— START OF DATASET ENTRIES —

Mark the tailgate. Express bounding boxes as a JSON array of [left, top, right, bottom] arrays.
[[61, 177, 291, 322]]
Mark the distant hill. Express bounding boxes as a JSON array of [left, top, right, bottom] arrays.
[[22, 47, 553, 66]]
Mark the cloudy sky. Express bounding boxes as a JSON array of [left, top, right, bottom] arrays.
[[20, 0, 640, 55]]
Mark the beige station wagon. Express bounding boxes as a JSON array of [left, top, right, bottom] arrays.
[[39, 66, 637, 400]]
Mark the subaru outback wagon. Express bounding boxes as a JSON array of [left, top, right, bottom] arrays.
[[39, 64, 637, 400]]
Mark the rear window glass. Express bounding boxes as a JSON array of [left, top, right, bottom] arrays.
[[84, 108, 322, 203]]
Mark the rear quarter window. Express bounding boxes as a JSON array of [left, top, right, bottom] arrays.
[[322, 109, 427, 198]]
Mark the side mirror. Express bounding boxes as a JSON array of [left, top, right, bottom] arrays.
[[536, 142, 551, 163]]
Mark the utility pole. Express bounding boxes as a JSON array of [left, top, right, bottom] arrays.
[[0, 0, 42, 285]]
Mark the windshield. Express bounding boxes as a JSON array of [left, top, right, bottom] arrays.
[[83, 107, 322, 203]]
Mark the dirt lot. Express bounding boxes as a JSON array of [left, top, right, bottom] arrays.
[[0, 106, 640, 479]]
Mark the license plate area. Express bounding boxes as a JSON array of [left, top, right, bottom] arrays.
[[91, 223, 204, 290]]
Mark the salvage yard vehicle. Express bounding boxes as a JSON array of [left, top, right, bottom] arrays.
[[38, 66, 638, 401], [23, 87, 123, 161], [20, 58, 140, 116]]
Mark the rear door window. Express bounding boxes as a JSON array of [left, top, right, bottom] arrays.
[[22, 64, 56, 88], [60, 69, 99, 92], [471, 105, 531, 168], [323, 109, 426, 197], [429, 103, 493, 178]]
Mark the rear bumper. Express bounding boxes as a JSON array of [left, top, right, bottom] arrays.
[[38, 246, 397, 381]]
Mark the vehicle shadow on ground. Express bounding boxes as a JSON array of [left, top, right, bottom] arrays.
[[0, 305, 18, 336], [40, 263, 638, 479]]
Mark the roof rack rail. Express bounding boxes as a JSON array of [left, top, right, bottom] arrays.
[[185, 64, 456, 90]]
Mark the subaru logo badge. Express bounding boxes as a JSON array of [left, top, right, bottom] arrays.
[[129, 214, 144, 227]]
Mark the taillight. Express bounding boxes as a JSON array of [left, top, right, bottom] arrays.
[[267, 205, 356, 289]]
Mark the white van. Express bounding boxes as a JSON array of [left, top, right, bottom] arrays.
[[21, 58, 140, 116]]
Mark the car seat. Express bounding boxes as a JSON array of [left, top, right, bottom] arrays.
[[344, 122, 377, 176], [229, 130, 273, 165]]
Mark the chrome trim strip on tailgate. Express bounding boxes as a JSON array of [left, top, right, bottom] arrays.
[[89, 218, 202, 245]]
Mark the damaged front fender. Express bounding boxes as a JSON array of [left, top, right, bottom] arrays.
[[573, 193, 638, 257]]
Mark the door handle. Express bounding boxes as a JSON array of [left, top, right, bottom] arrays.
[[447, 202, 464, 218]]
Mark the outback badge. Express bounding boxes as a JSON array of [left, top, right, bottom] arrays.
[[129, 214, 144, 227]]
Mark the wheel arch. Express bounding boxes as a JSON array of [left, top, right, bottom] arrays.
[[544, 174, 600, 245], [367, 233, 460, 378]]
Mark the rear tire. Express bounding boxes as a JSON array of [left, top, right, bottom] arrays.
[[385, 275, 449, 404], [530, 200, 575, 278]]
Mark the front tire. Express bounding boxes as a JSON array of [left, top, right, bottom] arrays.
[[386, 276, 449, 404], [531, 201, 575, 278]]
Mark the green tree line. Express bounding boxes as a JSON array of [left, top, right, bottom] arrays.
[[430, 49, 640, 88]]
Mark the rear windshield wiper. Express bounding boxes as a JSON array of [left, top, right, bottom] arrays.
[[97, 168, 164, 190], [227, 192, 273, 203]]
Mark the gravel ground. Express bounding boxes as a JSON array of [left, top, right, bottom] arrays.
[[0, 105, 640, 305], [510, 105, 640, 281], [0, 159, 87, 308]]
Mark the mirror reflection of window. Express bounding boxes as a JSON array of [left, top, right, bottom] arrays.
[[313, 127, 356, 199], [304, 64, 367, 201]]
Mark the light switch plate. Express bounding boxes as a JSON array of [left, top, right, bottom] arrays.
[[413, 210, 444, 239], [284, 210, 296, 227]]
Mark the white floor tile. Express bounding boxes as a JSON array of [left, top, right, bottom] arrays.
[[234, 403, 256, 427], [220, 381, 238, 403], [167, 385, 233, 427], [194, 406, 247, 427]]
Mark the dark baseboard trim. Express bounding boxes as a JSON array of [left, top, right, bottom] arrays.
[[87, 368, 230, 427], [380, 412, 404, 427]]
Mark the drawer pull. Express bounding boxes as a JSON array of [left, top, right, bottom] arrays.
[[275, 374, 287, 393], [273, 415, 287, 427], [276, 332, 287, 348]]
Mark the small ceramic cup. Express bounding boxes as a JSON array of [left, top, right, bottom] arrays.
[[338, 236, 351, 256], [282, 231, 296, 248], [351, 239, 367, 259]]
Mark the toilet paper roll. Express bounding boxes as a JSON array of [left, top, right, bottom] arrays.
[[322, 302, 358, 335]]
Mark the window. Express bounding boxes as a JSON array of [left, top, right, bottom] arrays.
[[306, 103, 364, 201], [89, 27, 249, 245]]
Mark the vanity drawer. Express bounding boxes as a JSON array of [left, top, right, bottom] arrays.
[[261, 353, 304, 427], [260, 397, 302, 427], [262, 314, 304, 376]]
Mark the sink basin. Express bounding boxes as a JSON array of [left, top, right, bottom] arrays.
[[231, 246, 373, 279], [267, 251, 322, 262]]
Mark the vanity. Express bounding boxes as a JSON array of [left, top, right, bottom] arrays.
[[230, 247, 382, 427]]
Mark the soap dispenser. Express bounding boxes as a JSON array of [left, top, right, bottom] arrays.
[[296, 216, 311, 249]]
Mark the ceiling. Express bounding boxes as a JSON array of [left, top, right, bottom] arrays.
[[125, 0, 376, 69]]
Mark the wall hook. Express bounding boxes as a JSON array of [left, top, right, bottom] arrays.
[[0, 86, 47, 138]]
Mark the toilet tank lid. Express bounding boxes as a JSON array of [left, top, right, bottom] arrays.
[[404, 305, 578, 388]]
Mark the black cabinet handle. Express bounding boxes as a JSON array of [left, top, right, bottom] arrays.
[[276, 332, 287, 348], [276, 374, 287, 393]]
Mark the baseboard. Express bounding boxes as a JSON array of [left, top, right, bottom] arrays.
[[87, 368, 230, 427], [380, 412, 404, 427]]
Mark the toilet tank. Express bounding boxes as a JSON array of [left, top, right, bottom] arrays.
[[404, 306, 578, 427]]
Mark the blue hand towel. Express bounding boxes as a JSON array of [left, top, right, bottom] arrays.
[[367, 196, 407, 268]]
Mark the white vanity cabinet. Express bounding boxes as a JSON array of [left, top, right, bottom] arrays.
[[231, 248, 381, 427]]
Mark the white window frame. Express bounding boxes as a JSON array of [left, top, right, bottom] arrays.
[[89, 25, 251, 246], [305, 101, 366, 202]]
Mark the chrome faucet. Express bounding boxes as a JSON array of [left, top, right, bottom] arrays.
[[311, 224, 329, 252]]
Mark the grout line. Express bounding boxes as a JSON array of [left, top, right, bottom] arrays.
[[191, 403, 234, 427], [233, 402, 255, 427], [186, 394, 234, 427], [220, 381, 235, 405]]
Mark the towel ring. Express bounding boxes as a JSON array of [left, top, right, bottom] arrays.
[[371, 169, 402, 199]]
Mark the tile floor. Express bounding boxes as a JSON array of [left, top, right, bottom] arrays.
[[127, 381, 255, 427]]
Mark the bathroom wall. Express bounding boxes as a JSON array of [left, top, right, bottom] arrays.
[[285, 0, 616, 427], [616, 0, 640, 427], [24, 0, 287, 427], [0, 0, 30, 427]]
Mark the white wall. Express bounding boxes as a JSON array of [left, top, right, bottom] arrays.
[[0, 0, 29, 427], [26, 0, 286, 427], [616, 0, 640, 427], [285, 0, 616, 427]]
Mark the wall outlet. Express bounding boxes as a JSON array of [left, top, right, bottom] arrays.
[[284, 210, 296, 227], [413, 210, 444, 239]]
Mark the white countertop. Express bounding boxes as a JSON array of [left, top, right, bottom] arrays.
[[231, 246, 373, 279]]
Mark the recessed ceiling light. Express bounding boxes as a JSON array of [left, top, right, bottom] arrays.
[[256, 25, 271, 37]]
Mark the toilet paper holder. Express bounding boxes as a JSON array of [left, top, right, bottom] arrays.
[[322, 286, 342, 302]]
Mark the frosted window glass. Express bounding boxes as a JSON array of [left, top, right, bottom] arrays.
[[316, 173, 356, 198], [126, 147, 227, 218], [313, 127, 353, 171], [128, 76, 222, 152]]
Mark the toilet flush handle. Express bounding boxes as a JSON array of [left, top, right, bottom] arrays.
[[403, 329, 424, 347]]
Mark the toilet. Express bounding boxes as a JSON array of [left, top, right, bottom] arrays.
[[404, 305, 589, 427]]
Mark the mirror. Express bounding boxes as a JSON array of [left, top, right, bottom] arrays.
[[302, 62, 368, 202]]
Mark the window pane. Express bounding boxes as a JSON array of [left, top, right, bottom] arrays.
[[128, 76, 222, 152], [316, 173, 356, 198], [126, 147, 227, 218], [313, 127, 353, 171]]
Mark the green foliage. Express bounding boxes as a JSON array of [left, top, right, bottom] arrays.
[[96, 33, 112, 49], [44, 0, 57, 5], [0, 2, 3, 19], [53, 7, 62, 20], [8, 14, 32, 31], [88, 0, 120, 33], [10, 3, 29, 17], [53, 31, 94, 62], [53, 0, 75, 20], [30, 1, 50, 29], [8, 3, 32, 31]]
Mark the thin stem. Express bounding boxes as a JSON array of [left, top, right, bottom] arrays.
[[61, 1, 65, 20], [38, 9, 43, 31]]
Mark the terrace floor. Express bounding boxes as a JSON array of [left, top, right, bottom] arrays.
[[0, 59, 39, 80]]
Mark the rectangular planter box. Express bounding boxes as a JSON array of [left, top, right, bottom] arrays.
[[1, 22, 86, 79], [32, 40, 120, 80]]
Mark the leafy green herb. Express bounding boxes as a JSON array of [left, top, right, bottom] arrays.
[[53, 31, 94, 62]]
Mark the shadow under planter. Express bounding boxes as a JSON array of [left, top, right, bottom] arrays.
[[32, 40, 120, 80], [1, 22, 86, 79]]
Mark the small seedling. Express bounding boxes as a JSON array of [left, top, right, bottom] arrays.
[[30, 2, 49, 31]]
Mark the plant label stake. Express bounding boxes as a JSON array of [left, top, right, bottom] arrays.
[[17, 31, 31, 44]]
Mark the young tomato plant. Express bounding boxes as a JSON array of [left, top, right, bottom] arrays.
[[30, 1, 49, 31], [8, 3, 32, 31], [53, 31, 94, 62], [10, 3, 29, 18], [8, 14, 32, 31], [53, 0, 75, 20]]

— END OF DATASET ENTRIES —

### STATED PROBLEM
Rewrite the records from the start up to and including the line containing "[[38, 246, 397, 381]]", renaming "rear" to "back" throughout and leaving everything else unchanged.

### EXERCISE OUTPUT
Mark the tailgate. Express bounding boxes as a JSON array of [left, top, right, bottom] arrays.
[[61, 177, 291, 322]]
Mark the distant hill. Express bounding boxes as a JSON array of [left, top, right, bottom] arrays.
[[22, 47, 553, 66]]
Mark the cloudy sky. Express bounding boxes as a JSON array of [left, top, right, bottom] arrays.
[[20, 0, 640, 55]]
Mark the beige station wagon. Express bounding boxes as a JSON array of [left, top, right, bottom] arrays.
[[39, 66, 637, 400]]
Mark the subaru outback wagon. Express bounding boxes as a JSON array of [left, top, right, bottom] arrays.
[[39, 64, 637, 400]]
Mark the back window glass. Express bounding boxes as a JSON array of [left, top, right, bottom] arrays.
[[84, 108, 322, 203]]
Mark the back quarter window. Express bounding boxes as a JSON array of [left, top, right, bottom] arrays.
[[322, 109, 427, 198]]
Mark the side mirror. Express bounding boxes as a JSON array of [left, top, right, bottom] arrays.
[[536, 142, 551, 163]]
Mark the utility pole. Express bounding boxes as a JSON array of [left, top, right, bottom] arrays.
[[0, 0, 42, 285]]
Mark the windshield. Express bounding boxes as a JSON array of [left, top, right, bottom] arrays.
[[83, 107, 322, 203]]
Mark the dirt lot. Express bounding boxes as a JSON array of [left, top, right, bottom] arrays.
[[0, 106, 640, 479]]
Mark the license plate area. Express bounding boxes as a JSON array of [left, top, right, bottom] arrays.
[[91, 223, 204, 290]]
Mark the salvage yard vehicle. Express bounding boxes as a JSON array of [left, top, right, bottom] arrays.
[[38, 66, 638, 401], [23, 87, 123, 161], [20, 58, 140, 116]]
Mark the back door window. Express bounding boxes as a JSON array of [left, top, right, bottom] arrays.
[[22, 64, 56, 88], [60, 69, 99, 92], [471, 105, 531, 168], [323, 109, 426, 197], [429, 103, 493, 178]]
Mark the back bumper. Express bounding boxes as a JSON array of [left, top, right, bottom] arrays.
[[38, 246, 397, 381]]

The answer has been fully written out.